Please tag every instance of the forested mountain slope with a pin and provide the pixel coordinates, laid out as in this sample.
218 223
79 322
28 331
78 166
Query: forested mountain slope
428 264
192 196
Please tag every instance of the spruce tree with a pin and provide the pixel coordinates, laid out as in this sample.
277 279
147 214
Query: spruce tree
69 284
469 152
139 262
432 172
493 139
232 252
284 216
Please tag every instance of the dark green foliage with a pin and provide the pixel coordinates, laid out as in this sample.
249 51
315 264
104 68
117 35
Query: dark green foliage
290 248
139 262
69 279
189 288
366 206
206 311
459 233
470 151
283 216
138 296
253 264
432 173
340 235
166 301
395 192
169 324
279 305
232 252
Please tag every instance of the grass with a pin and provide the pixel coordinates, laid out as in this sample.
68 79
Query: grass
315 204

**Required action**
Every line of the data should be output exactly as it was given.

**Problem solution**
Please tag every instance of the forested mountain slope with a pin and provide the pixel coordinates, laid out as in this sample.
218 223
79 322
28 331
78 166
Query: forested mountain slope
428 264
192 196
Please tag every instance of the spruce tree with a pin and provide the pixel coordinates, laid out as in this sample.
277 279
147 214
Query: spruce tree
69 284
469 152
139 262
432 172
493 139
232 252
284 216
Please tag every instance of the dark green foliage with a pin and provide the pixel coordinates, laid out as in this sample.
249 51
315 264
104 68
117 35
Query: dark green foliage
290 248
139 262
69 279
189 288
366 206
206 311
459 233
470 151
283 216
138 296
253 264
432 173
340 235
166 301
395 192
169 324
279 305
232 252
Please tag every instance of the grass with a pin and provide the pixel coordinates, laid out as in this sample.
68 79
Query: grass
315 204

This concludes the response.